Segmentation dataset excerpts
· · · · ·

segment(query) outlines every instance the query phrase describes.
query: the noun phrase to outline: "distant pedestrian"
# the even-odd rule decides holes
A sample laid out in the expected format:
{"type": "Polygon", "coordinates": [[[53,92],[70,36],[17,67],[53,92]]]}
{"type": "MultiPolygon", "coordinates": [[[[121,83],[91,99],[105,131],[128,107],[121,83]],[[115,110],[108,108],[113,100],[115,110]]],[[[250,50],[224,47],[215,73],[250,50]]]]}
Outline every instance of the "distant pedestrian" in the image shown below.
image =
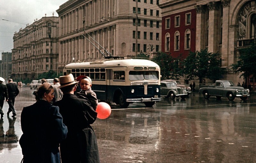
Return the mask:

· · · · ·

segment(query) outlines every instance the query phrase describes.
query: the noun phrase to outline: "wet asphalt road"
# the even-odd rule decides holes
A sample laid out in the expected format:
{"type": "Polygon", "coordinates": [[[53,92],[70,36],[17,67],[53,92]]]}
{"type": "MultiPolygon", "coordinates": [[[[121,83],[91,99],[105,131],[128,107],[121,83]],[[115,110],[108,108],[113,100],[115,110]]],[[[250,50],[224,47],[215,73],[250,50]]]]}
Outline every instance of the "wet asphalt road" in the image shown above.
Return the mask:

· · · · ·

- OBJECTIVE
Count the lines of the records that contain the string "shown" and report only that number.

- THE SOLUTION
2